Begin
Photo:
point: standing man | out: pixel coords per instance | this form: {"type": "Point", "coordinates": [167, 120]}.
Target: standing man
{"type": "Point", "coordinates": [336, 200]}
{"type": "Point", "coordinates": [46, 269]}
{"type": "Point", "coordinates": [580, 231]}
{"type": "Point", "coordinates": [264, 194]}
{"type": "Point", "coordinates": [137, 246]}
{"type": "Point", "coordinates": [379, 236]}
End
Problem to work on —
Rewrite the material above so that "standing person" takes the place of "standing man" wherever it occurs, changing nothing else.

Task solution —
Photo:
point: standing person | out: pixel coords per instance | this form: {"type": "Point", "coordinates": [167, 120]}.
Target: standing person
{"type": "Point", "coordinates": [336, 200]}
{"type": "Point", "coordinates": [46, 269]}
{"type": "Point", "coordinates": [580, 231]}
{"type": "Point", "coordinates": [264, 194]}
{"type": "Point", "coordinates": [137, 246]}
{"type": "Point", "coordinates": [379, 236]}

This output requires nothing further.